## GOAL OF THE EXERCISE
Please give back, word for word, only the lines starting at the one containing "distinguishable green bract" and ending at the one containing "An instance counts as any individually distinguishable grass" within the material below.

## DATA FOR THIS TASK
· · · · · · ·

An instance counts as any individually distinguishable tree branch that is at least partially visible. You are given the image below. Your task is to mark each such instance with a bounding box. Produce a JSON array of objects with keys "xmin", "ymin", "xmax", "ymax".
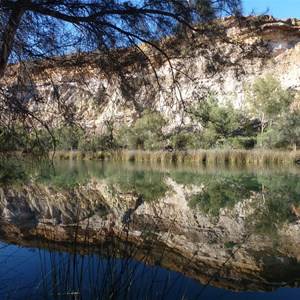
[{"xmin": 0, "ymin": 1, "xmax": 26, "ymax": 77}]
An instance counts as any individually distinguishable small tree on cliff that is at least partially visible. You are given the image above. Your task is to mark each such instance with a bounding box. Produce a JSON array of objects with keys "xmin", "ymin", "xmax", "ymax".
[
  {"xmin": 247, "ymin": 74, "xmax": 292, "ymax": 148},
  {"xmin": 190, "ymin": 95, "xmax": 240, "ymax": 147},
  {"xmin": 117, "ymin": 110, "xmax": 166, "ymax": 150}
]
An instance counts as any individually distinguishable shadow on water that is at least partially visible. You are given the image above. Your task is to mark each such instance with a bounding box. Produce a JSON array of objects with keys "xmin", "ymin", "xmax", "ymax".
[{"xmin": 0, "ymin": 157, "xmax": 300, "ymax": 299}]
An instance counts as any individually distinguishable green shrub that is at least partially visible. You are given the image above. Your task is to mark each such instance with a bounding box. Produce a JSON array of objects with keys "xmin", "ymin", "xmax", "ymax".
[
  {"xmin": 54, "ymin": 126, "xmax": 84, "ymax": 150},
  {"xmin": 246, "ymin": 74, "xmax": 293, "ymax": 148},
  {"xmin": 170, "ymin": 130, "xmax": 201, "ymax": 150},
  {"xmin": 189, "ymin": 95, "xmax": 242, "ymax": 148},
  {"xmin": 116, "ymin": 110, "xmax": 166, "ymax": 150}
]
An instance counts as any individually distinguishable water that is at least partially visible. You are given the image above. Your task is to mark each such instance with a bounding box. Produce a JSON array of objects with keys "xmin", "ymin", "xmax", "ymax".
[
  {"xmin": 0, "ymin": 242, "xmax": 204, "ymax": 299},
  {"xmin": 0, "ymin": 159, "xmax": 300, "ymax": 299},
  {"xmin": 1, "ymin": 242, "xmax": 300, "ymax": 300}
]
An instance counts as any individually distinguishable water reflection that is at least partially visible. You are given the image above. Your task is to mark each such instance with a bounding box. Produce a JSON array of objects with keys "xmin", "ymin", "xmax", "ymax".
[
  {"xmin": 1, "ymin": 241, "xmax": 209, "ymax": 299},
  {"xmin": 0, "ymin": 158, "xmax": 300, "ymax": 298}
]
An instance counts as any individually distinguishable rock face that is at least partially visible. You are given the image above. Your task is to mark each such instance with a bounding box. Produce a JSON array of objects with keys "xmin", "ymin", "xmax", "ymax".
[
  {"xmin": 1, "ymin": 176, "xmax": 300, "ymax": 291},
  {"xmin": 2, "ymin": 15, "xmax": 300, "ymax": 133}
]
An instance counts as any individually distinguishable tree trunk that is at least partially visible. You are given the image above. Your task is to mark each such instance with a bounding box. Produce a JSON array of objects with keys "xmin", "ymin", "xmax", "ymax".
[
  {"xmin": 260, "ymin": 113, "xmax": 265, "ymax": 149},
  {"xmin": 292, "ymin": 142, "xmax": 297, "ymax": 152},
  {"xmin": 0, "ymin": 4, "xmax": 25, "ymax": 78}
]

· · · · · · ·

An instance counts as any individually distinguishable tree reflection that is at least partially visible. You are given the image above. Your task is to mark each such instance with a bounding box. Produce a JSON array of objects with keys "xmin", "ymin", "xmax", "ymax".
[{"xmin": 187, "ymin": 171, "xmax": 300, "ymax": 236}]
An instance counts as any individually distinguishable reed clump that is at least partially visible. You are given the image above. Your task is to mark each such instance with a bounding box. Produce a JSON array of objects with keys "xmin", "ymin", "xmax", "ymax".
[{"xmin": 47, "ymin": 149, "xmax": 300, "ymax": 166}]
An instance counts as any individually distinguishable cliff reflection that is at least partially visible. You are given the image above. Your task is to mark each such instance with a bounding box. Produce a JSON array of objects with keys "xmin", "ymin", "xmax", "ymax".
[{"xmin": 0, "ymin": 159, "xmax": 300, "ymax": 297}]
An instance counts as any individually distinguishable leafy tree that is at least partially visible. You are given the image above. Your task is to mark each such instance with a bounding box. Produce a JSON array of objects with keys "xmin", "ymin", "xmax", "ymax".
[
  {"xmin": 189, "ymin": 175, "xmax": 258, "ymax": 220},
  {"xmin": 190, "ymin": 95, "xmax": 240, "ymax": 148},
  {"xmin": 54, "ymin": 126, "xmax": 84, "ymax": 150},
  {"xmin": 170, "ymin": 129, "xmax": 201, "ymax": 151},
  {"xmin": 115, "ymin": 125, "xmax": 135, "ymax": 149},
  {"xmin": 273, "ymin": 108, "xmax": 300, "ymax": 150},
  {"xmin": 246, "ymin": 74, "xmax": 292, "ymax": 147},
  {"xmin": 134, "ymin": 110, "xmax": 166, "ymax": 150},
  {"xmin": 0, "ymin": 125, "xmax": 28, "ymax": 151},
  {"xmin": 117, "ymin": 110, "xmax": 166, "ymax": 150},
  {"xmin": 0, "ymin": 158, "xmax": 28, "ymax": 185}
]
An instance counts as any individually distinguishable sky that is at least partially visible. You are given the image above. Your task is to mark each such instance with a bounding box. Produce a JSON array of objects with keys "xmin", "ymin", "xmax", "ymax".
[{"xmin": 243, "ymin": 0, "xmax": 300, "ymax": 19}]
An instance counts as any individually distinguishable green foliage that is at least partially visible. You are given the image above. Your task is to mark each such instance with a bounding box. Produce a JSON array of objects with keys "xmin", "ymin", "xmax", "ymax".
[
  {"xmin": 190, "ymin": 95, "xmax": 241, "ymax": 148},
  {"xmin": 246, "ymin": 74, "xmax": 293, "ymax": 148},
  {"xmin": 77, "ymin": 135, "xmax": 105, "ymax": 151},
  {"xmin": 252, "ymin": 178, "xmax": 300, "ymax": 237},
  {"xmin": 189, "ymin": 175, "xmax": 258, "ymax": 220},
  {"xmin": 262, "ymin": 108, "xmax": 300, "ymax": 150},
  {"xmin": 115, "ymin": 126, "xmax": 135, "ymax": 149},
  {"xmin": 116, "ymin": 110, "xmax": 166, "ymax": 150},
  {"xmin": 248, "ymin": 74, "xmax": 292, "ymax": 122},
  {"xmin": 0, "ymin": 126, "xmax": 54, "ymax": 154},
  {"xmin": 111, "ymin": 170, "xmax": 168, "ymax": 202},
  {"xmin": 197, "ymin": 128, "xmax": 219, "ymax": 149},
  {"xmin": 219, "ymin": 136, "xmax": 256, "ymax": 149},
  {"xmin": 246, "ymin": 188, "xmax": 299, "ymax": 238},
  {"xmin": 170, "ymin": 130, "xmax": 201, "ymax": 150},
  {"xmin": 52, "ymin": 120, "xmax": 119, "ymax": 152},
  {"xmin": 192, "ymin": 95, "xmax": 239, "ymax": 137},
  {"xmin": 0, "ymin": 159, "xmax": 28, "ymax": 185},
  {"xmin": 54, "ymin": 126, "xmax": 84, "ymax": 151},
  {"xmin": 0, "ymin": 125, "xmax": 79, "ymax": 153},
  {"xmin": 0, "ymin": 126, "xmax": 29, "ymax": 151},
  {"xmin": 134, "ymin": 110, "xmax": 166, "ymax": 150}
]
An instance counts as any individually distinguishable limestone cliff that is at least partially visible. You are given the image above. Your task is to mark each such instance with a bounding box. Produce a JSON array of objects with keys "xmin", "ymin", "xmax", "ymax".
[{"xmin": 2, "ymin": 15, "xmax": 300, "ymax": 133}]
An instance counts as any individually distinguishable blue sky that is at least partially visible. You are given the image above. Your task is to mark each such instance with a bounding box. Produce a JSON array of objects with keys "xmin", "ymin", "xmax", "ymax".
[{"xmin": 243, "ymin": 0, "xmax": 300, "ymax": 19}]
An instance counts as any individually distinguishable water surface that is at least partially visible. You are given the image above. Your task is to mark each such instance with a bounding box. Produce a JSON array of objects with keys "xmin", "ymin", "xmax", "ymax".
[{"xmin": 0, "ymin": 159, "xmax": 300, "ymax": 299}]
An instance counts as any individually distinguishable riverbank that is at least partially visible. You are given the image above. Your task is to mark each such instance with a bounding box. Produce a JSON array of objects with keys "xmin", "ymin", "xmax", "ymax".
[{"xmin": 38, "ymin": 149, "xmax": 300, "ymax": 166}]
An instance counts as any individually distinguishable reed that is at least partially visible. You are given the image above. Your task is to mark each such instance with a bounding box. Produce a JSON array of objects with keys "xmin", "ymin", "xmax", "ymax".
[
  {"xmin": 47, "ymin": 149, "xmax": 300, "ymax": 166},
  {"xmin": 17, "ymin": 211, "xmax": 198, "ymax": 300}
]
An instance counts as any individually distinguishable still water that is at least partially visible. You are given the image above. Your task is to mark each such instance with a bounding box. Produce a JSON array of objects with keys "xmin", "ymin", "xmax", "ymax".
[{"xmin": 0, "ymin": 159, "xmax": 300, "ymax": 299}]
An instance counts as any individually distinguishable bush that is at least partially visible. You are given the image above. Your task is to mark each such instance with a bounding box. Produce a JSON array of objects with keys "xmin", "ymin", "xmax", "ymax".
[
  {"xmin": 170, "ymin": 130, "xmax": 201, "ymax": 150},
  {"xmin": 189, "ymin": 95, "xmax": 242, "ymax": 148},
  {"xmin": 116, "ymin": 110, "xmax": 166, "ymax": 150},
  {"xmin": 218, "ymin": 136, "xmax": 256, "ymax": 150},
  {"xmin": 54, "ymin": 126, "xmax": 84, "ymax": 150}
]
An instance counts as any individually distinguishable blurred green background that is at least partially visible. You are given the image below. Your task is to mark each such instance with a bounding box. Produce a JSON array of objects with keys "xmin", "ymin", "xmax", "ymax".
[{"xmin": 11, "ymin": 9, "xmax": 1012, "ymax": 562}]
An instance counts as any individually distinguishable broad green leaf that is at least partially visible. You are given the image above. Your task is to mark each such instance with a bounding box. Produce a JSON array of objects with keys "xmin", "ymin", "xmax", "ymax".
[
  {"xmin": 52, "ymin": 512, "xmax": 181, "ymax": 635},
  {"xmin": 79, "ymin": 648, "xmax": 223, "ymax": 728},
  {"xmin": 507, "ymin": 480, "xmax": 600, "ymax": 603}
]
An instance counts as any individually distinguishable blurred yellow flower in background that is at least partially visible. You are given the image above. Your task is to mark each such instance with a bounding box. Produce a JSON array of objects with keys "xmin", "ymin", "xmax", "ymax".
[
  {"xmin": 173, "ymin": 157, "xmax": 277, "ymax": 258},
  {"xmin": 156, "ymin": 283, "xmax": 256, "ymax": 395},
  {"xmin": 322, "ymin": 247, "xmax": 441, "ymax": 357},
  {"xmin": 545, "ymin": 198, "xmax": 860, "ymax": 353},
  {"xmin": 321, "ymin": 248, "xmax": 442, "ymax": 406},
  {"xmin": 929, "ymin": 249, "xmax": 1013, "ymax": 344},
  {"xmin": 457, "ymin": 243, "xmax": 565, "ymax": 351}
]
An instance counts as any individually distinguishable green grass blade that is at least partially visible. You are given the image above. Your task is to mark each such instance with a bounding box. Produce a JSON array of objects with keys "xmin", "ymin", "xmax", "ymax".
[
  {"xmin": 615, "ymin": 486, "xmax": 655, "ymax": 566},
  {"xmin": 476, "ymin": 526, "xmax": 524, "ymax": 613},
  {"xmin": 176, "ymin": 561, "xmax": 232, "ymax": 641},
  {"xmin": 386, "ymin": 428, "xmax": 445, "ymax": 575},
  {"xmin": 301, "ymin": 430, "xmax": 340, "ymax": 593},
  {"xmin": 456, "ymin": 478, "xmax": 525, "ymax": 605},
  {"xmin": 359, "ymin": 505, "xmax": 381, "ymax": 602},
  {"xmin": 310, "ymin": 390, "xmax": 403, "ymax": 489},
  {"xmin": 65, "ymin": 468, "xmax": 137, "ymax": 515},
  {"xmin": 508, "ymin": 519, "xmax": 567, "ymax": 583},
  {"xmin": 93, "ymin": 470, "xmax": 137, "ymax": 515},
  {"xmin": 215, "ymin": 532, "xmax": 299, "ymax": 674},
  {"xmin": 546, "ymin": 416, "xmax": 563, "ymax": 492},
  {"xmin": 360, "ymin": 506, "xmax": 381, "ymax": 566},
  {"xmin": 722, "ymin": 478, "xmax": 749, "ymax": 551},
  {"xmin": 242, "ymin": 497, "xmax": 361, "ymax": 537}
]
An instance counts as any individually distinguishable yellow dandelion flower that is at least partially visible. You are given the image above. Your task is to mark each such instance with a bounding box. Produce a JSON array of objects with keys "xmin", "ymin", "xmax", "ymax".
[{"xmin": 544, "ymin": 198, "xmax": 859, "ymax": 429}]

· · · · · · ·

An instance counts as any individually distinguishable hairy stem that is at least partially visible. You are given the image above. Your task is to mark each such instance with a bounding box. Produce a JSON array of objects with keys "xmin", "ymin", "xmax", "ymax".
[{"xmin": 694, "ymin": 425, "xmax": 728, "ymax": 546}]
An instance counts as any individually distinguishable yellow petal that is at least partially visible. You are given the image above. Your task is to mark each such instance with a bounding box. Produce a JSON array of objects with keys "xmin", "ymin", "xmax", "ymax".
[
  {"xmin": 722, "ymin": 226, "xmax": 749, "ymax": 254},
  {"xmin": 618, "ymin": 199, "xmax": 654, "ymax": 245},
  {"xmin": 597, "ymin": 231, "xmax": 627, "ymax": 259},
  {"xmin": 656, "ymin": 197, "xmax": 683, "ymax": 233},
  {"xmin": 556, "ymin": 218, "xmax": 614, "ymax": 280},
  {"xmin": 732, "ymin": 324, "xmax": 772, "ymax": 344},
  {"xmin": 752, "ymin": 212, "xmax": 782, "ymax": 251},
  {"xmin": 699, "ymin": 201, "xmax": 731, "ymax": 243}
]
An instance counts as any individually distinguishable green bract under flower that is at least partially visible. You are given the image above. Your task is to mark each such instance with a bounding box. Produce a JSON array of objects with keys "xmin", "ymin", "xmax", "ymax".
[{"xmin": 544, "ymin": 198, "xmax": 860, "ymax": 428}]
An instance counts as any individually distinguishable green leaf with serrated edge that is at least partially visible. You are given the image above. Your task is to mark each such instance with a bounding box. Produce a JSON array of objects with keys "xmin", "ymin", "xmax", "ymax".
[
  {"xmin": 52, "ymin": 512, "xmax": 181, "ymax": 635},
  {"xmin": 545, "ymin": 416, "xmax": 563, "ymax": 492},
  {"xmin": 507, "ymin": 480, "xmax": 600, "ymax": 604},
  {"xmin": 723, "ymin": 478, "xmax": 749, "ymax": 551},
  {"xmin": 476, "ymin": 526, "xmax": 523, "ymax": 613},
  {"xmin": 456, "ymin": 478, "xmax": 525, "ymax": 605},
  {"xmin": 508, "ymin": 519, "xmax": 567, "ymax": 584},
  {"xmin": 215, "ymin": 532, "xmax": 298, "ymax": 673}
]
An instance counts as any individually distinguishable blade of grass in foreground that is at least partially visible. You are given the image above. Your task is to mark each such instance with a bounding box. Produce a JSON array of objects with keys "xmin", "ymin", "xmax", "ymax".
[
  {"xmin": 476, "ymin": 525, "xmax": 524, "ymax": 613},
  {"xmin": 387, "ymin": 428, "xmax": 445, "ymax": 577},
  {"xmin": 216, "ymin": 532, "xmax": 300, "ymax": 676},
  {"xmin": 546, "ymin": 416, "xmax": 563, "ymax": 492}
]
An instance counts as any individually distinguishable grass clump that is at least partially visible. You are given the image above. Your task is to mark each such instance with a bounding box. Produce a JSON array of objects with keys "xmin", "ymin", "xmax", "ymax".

· · · · · · ·

## SOLUTION
An instance counts as any individually distinguishable green bract under flower that is at least partially visible. You are given the image above. Your task is to mark each such instance with a bounding box. Produce a JSON array of objects with keys "xmin", "ymin", "xmax", "ymax".
[{"xmin": 544, "ymin": 198, "xmax": 860, "ymax": 428}]
An instance counts as any individually distinguishable green leaf with serrated edge that is at least partially visible. You are given the image above. Your task is to mark each such instance with a bounding box. Produce a JSON array of objects with keys "xmin", "ymin", "xmax", "ymax".
[
  {"xmin": 52, "ymin": 512, "xmax": 181, "ymax": 635},
  {"xmin": 545, "ymin": 416, "xmax": 563, "ymax": 492},
  {"xmin": 507, "ymin": 480, "xmax": 600, "ymax": 604},
  {"xmin": 723, "ymin": 478, "xmax": 749, "ymax": 551},
  {"xmin": 476, "ymin": 526, "xmax": 523, "ymax": 613},
  {"xmin": 456, "ymin": 478, "xmax": 525, "ymax": 605},
  {"xmin": 508, "ymin": 519, "xmax": 567, "ymax": 584},
  {"xmin": 215, "ymin": 532, "xmax": 298, "ymax": 673}
]
An instance counts as any individually distinguishable blade of grass in foreground that is at least partially visible. You are given the image above. Your task is to mark each such instance with a bounding box. Produce a JSON array of objects with keys "xmin", "ymin", "xmax", "ymax".
[
  {"xmin": 476, "ymin": 525, "xmax": 524, "ymax": 613},
  {"xmin": 387, "ymin": 428, "xmax": 445, "ymax": 577},
  {"xmin": 216, "ymin": 532, "xmax": 300, "ymax": 676},
  {"xmin": 546, "ymin": 416, "xmax": 563, "ymax": 492}
]
An instance counts as any individually distinguishable grass clump that is at least partially visible. You are given the image above. Your task is to mark each such instance with a bounding box. Produce a JSON array of objects with keys "xmin", "ymin", "xmax", "ymax".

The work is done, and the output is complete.